- _What you should do_
Below is a listing. Set down exactly the lines from the one containing "Each <instance> block" through the one containing "positive clicks: (24, 267)", both ends included, and leave out the rest.

- Opening Delimiter -

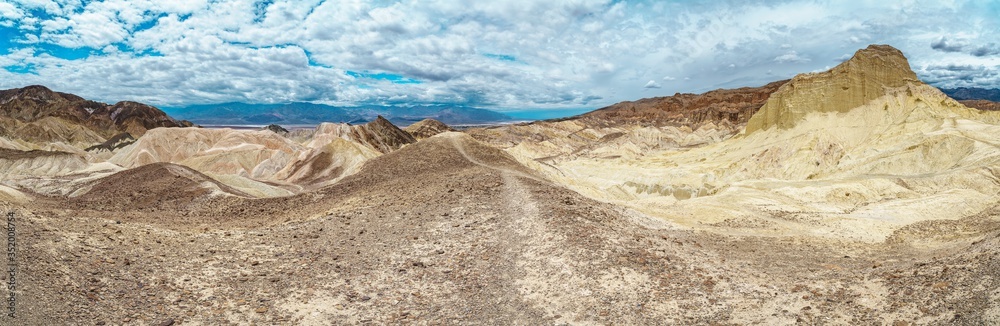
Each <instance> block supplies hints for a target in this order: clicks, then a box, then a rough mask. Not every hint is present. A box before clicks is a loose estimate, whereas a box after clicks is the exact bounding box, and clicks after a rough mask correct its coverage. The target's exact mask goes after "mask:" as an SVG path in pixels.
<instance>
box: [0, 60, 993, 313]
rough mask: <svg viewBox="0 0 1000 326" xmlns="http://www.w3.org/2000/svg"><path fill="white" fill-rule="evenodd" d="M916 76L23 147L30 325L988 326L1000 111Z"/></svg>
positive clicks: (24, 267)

- Closing Delimiter -
- Opening Delimiter -

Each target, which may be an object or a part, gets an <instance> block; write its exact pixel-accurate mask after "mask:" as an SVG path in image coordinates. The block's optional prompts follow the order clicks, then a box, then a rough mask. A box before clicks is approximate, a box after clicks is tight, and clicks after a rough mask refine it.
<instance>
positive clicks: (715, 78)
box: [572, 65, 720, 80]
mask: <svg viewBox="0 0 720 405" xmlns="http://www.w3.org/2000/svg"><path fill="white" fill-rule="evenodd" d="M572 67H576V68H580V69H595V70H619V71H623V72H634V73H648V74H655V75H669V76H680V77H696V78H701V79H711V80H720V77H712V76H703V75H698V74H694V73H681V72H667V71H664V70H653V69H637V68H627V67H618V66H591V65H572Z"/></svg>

- Closing Delimiter -
- Opening Delimiter -

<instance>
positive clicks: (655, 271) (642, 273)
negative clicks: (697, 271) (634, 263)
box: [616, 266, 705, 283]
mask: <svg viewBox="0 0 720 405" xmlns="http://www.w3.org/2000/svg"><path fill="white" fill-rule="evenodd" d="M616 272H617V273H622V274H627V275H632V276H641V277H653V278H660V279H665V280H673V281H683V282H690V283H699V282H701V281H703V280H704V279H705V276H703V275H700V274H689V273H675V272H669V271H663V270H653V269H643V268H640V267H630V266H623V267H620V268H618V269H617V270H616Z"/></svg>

- Closing Delimiter -

- _Answer box_
Each <instance> block supplies hints for a target in this order: clicks, then a box, then a rough mask. Not every hint is present. A box before clicks is a loose estimate, whereas a box after clicks is the exact bounding box, and clicks after a rough mask correct its coverage. The target's exact mask goes after "mask:" as an SVG path in pixels.
<instance>
box: [0, 60, 993, 313]
rough mask: <svg viewBox="0 0 1000 326" xmlns="http://www.w3.org/2000/svg"><path fill="white" fill-rule="evenodd" d="M916 76L23 147L30 325L988 326L1000 111Z"/></svg>
positive clicks: (24, 267)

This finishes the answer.